**Texto:**
Por tanto, dominada por el rigor de las líneas rectas y la austeridad de los blancos y los negros, la escena pronto transmitió unas notas de uniformidad, estatismo y frialdad que servirían como perfecto marco para desarrollar las actitudes del matrimonio protagonista de la primera escena: ella, Alejandra, vomitando un soporífero monólogo cuajado de ridículos detalles acerca de la cena que acababa de concluir, y él, Víctor, pasando indolente y en silencio los canales de una televisión que apenas miraba.
De esta forma, como si los personajes de la obra fuesen piezas que solo pudieran ejecutar movimientos fijos y predeterminados dentro de un juego de mesa, Alejandra y Víctor -junto con el matrimonio que esperaban para cenar, el formado por Victoria y Alejandro- nos mostrarían mediante sus desternillantes diálogos una realidad aparentemente absurda, o quizá no tanto, en la que todos parecían llamarse igual, vestir igual, comportarse igual y hasta trabajar en lo mismo. En rigor, una realidad en la que los personajes eran meras estructuras funcionales que, precisamente por carecer de identidad real, resultaban perfectamente sustituibles entre sí e imposibles de diferenciarse internamente unos de otros.
Sin embargo, en medio de ese tablero-sociedad cuadriculado y uniformador, la obra también nos presentaría dos personajes que vendrían a romper esa monotonía reinante de líneas y colores, de pensamientos y acciones: el primero, la criada, única figura caracterizada con color (el rojo de su camisa), capaz de realizar su voluntad, e incluso dirigirse al público; y el segundo, el oficial de bomberos, que contaba anécdotas–fábulas cuyas moralejas debían ser descodificadas activamente por sus interlocutores (y por el público), y que buscaba incansablemente algún fuego, que bien pudimos interpretar como símbolo de lo sorprendente, lo extraordinario y lo natural casi extinto por el convencionalismo reinante.
A la postre, junto a las risas y las carcajadas que acompañaron el transcurso de la función, y junto a la lúcida crítica que encierra la obra de Ionesco, también debimos reconocer y aplaudir, por un lado, el acierto de la adaptación de José Bote -por saber variar nombres, términos y giros para que lo esencial no variara, fuera inteligible, reconocible y hasta familiar-, y por otro lado, el excelente trabajo del equipo de actores -por ser capaces de dotar a cada personaje de lo necesario para que todos sugiriesen lo que callaban, y resultaran en conjunto rotundamente graciosos, cercanos y creíbles, a pesar de las situaciones disparatadas y de los diálogos desternillantes-.

**Enunciado A:** Según la reseña teatral, ¿cuál es el único personaje caracterizado con color y qué prenda lo muestra?
**Enunciado B:** Transcribe de la reseña teatral el fragmento que comienza en «Sin embargo, en» y termina en «el convencionalismo reinante.».

**Extractos del listado:**
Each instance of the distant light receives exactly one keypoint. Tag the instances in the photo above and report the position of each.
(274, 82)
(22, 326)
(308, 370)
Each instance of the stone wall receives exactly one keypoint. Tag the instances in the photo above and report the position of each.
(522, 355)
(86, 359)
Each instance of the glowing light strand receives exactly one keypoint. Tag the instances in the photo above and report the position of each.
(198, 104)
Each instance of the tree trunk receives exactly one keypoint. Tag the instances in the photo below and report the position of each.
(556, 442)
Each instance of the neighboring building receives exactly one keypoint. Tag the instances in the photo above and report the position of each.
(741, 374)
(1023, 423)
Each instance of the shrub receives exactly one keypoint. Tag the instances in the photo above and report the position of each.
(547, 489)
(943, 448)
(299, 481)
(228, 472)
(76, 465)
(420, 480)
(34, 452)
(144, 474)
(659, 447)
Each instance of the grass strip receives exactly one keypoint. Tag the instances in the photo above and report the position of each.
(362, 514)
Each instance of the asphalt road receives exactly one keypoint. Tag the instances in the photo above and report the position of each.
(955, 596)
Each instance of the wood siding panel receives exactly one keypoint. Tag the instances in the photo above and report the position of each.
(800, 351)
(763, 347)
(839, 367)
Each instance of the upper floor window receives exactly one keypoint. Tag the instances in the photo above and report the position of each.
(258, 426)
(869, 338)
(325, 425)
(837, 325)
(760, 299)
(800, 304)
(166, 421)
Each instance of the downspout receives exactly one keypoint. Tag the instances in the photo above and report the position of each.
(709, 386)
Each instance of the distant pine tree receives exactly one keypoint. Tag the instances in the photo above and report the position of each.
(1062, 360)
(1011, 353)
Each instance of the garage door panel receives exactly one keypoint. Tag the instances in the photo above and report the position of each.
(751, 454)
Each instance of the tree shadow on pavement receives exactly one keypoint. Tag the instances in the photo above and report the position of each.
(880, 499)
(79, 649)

**Solución completa A:** La criada, por el rojo de su camisa.

**Solución completa B:**
Sin embargo, en medio de ese tablero-sociedad cuadriculado y uniformador, la obra también nos presentaría dos personajes que vendrían a romper esa monotonía reinante de líneas y colores, de pensamientos y acciones: el primero, la criada, única figura caracterizada con color (el rojo de su camisa), capaz de realizar su voluntad, e incluso dirigirse al público; y el segundo, el oficial de bomberos, que contaba anécdotas–fábulas cuyas moralejas debían ser descodificadas activamente por sus interlocutores (y por el público), y que buscaba incansablemente algún fuego, que bien pudimos interpretar como símbolo de lo sorprendente, lo extraordinario y lo natural casi extinto por el convencionalismo reinante.